**ACTION ITEM:** Beginning with the line that holds "Where can you spot the tree", copy each line to the end of the records exactly, except the pictures.

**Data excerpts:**
- - - - - - -

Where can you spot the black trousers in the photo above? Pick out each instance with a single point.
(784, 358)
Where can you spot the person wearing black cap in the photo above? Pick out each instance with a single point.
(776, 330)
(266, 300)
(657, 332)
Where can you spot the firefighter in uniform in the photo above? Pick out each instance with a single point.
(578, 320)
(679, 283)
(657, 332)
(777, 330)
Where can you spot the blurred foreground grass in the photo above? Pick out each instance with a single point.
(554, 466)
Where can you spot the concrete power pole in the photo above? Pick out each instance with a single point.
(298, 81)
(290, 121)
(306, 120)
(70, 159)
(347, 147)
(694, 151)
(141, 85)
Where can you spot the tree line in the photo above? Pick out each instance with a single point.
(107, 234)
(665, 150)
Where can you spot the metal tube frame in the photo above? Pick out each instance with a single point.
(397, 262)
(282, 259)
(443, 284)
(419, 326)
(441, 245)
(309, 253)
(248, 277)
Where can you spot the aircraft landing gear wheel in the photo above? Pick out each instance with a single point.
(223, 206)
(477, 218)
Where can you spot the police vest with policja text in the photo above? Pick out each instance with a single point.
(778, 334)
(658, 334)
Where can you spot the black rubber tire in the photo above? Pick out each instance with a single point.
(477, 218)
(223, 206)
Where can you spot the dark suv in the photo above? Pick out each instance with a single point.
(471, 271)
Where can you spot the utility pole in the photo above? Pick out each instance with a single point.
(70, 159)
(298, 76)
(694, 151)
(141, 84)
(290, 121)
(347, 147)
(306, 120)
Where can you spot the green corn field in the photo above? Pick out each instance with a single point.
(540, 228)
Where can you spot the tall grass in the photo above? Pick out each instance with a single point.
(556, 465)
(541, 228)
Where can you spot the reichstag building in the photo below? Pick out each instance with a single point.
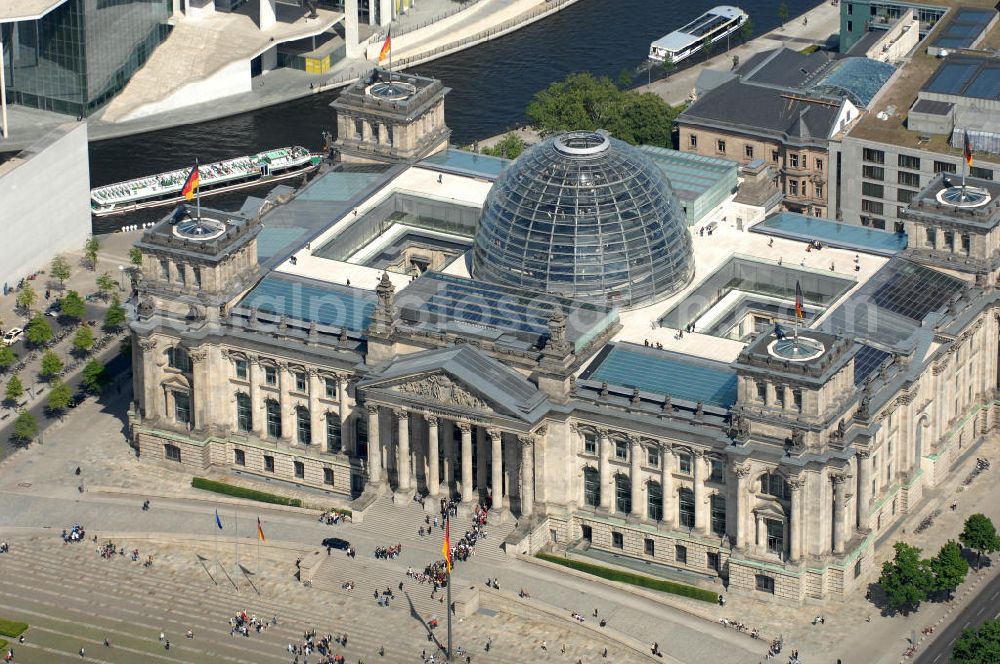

- - - - - - -

**EXERCISE ANSWER:**
Where can you spot the tree line in the photo above? Pick out each instance with a single point.
(107, 234)
(665, 150)
Where can you spot the metal tube frame in the photo above? Pick out each instance with a single point.
(397, 262)
(282, 259)
(443, 284)
(419, 326)
(441, 245)
(309, 253)
(248, 277)
Where can you spot the aircraft landing gear wheel in the photo above? Pick out each instance with a single point.
(223, 206)
(477, 218)
Where can you spot the police vest with policja text in the photo above? Pick out each instance with a single point.
(778, 334)
(658, 334)
Where can you spot the black rubber tire in the photo above? Pick out each instance with a single point.
(477, 218)
(223, 206)
Where can you spot the dark suv in the photo above? Pick out each instance with a single point.
(471, 271)
Where can you spot the utility pole in the photo above? Pick out each instance with a single point.
(70, 159)
(298, 76)
(694, 151)
(141, 84)
(290, 121)
(347, 147)
(306, 120)
Where can you spot the green corn field in the photo above? Pick out each instance with a single point.
(540, 228)
Where can you spot the tall grass in the photo above? Pick out each instance with a single point.
(556, 465)
(541, 228)
Where can you spot the reichstag building in the photo below? Pick out each instance with a single point.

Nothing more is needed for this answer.